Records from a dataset
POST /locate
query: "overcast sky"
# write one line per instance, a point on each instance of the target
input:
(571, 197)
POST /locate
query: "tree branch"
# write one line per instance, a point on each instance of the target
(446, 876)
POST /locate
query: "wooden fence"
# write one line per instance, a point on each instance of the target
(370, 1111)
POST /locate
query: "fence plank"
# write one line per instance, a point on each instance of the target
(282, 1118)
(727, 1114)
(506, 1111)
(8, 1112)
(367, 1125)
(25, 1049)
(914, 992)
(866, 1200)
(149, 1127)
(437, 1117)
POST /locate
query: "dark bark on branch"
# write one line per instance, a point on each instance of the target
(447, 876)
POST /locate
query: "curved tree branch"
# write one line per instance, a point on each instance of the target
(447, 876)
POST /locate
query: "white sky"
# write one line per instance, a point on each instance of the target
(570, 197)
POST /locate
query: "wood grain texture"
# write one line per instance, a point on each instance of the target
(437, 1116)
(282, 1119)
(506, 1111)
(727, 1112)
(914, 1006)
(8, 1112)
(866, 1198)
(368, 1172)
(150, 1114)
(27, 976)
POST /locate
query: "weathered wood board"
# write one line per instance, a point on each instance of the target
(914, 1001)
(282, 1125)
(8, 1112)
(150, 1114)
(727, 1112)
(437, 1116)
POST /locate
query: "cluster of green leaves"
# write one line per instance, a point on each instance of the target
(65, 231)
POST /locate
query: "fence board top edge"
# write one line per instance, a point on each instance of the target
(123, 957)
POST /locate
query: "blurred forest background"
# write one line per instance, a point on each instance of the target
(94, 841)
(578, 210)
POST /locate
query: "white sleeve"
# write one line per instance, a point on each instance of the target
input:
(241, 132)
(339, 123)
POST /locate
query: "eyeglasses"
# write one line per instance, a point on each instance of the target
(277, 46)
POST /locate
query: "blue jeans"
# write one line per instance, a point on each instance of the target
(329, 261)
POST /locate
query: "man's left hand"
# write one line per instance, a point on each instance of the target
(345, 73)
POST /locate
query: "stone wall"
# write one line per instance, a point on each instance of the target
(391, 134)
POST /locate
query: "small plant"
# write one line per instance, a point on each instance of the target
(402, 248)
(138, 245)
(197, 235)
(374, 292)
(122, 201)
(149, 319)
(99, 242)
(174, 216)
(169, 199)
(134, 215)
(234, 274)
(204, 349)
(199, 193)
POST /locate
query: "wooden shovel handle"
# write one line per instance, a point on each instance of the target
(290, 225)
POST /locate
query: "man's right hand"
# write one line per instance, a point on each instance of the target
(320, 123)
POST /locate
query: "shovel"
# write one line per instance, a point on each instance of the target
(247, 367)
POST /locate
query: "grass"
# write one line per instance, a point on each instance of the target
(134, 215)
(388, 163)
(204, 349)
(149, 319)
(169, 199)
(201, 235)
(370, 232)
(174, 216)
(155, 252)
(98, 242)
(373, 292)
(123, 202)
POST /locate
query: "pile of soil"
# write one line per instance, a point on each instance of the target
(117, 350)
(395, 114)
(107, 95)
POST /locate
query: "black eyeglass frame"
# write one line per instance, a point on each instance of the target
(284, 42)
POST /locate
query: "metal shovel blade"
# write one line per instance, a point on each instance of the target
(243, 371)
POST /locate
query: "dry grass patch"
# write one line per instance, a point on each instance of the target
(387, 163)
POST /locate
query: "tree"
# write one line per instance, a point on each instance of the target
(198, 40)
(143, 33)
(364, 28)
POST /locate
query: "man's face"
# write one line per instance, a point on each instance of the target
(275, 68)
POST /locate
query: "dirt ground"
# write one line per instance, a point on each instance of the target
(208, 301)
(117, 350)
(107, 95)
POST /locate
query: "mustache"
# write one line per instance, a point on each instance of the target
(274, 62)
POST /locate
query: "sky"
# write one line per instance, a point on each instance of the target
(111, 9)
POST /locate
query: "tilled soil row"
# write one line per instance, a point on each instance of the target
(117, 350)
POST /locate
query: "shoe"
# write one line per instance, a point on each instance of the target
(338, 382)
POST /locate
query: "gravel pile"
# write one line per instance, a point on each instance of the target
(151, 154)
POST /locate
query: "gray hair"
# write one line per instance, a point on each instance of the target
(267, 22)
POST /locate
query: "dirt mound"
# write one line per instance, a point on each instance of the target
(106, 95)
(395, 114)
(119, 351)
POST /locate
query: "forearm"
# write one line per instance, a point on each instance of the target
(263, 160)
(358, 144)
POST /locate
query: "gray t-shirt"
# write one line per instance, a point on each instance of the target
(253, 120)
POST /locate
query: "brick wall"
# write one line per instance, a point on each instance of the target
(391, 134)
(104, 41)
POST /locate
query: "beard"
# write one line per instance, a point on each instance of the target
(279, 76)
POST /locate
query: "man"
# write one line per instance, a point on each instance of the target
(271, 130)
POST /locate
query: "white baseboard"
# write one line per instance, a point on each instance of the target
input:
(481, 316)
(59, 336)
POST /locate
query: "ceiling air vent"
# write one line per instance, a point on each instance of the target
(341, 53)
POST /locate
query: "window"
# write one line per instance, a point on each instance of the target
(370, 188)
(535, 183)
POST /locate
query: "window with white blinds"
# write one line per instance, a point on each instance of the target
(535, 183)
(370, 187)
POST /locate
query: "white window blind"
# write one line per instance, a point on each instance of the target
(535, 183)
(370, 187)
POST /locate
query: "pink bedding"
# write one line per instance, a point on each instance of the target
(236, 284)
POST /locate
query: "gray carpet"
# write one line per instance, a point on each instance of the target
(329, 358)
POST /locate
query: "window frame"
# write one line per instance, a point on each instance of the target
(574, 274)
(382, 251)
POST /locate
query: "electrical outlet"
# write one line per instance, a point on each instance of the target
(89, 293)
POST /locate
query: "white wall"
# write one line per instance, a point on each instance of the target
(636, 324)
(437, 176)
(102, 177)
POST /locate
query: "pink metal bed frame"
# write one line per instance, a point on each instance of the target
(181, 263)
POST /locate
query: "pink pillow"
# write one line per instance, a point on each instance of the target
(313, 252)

• **Required task**: Working from the material above, retype it in its entirety without change.

• **Task solution**:
POST /locate
query: "overcast sky"
# write one line per instance, a point on each instance of the target
input:
(571, 197)
POST /locate
query: "tree branch"
# write one line per instance, a point on each instance of the target
(446, 876)
POST /locate
query: "wooden fence"
# write one line per instance, a point on each instance of the target
(370, 1111)
POST /locate
query: "fence plank"
# write one line per instance, a point on each instance of the target
(282, 1118)
(727, 1114)
(506, 1111)
(8, 1112)
(367, 1125)
(25, 1049)
(914, 992)
(866, 1200)
(149, 1127)
(437, 1117)
POST /locate
query: "dark bark on branch"
# write one line per instance, a point on each instance of the target
(447, 876)
POST /locate
query: "curved tree branch"
# write one line per instance, a point on each instance of the target
(447, 876)
POST /locate
query: "white sky"
# write one line per instance, a point on each instance of the target
(570, 197)
POST /locate
query: "wood grain texture"
# write one line per instance, a point on each instance of the target
(437, 1116)
(282, 1119)
(506, 1111)
(727, 1112)
(914, 1006)
(8, 1112)
(866, 1198)
(368, 1172)
(150, 1114)
(27, 976)
POST /locate
query: "weathered wood board"
# write one line per instance, a point on each instance of the target
(914, 1001)
(282, 1125)
(8, 1112)
(150, 1114)
(727, 1112)
(437, 1116)
POST /locate
query: "cluster of green leaves"
# write one line per instance, a point on each instance of the target
(65, 231)
POST /locate
query: "fence board top edge"
# write one line per instance, a point on each instance of the target
(123, 957)
POST /locate
query: "blurred forest background"
# write one line per instance, a point on each instance of the target
(94, 841)
(578, 210)
POST /locate
query: "white sleeve"
# write one line per instance, a point on each instance of the target
input:
(241, 132)
(339, 123)
POST /locate
query: "eyeglasses"
# write one line per instance, a point on each instance of the target
(277, 46)
POST /locate
query: "blue jeans"
# write one line per instance, a point on each instance of the target
(329, 261)
POST /locate
query: "man's left hand"
# write one line per instance, a point on each instance of the target
(345, 73)
POST /locate
query: "stone wall"
# write one line per instance, a point on each instance of the target
(391, 134)
POST /locate
query: "small plant"
# write one line per instance, a point on each instance of the target
(402, 248)
(138, 245)
(197, 235)
(374, 292)
(122, 201)
(149, 319)
(99, 242)
(174, 216)
(169, 199)
(134, 215)
(234, 274)
(204, 349)
(199, 193)
POST /locate
query: "wooden shovel handle"
# write one line per instance, a point on each instance of the target
(290, 225)
POST /locate
query: "man's right hand"
# write one line per instance, a point on each instance of the target
(320, 123)
POST /locate
query: "shovel"
# write one line per instance, a point on each instance of the target
(247, 367)
POST /locate
query: "grass"
# write one line per instance, a point on each instance of the target
(134, 215)
(388, 163)
(204, 349)
(149, 319)
(169, 199)
(201, 235)
(370, 232)
(174, 216)
(155, 252)
(98, 242)
(373, 292)
(123, 202)
POST /locate
query: "pile of soil"
# write one line per instance, a point on each instance of the target
(117, 350)
(395, 114)
(107, 95)
POST /locate
query: "black eyeglass frame"
# write one line per instance, a point on each instance of the target
(284, 42)
POST /locate
query: "metal shovel blade"
# write one line per instance, a point on each instance of the target
(243, 371)
POST /locate
query: "dry grass patch"
# write one line per instance, a point on each instance of the target
(387, 163)
POST /locate
query: "tree"
# write one line per instance, a point on each instance of the target
(198, 40)
(143, 33)
(364, 28)
POST /locate
query: "man's face"
# write one line per instance, a point on each instance of the target
(275, 68)
POST /locate
query: "dirt ground"
# write one line per instance, a point on each instance of the target
(208, 301)
(117, 350)
(107, 95)
POST /locate
query: "mustache"
# write one line per instance, a point on each instance of the target
(274, 62)
POST /locate
query: "sky"
# write one line per instance, a point on each instance of the target
(111, 9)
POST /locate
query: "tilled soil row"
# write one line per instance, a point on each instance of the target
(117, 350)
POST /locate
query: "shoe"
# write one line per instance, a point on each instance of the target
(338, 382)
POST /locate
query: "gravel pile"
# write one line per instance, a point on each instance of the target
(151, 154)
POST /locate
query: "gray hair"
# write one line per instance, a point on each instance of the target
(267, 22)
POST /locate
query: "dirt mound"
# write one line per instance, a point on each instance of the target
(106, 95)
(395, 114)
(119, 351)
POST /locate
query: "forearm"
# write one line per instance, a point on each instance of the target
(263, 160)
(358, 144)
POST /locate
query: "gray t-shirt"
# write one line per instance, a point on each instance of the target
(253, 120)
POST /locate
query: "brick wall"
# write one line per instance, a point on each instance of the target
(391, 134)
(104, 41)
POST /locate
query: "beard"
# write one line per instance, a point on each instance of the target
(279, 76)
POST /locate
query: "man"
# write one line per instance, a point on each instance of the target
(271, 130)
POST /locate
query: "white baseboard"
# write one line per instance, a point on each instance of the target
input:
(481, 316)
(59, 336)
POST /locate
query: "ceiling air vent"
# write one line per instance, a point on each instance of the target
(341, 53)
POST /locate
query: "window"
# write one line per instance, a point on each instance of the target
(370, 188)
(535, 183)
POST /locate
query: "window with white blinds"
# write one line per instance, a point on each instance of the target
(535, 183)
(370, 187)
POST /locate
query: "white window blind"
# write one line per instance, a point on each instance of the target
(535, 183)
(370, 187)
POST /locate
query: "pink bedding"
# write one line per instance, a point on each instance of the target
(236, 284)
POST /locate
query: "gray carpet"
# write one line per instance, a point on each instance of the target
(329, 358)
POST /locate
query: "window frame"
# write one line per instance, a point on each instance of the target
(574, 274)
(382, 251)
POST /locate
query: "electrical outlet"
# write one line per instance, a point on each instance of the target
(89, 293)
POST /locate
query: "white wall"
# write one line per instance, a point on each instance of the target
(636, 324)
(437, 176)
(102, 177)
POST /locate
query: "pink metal bed frame"
# write one line per instance, a point on each instance of the target
(181, 263)
POST /locate
query: "pink pillow"
# write one line per instance, a point on each instance of the target
(313, 252)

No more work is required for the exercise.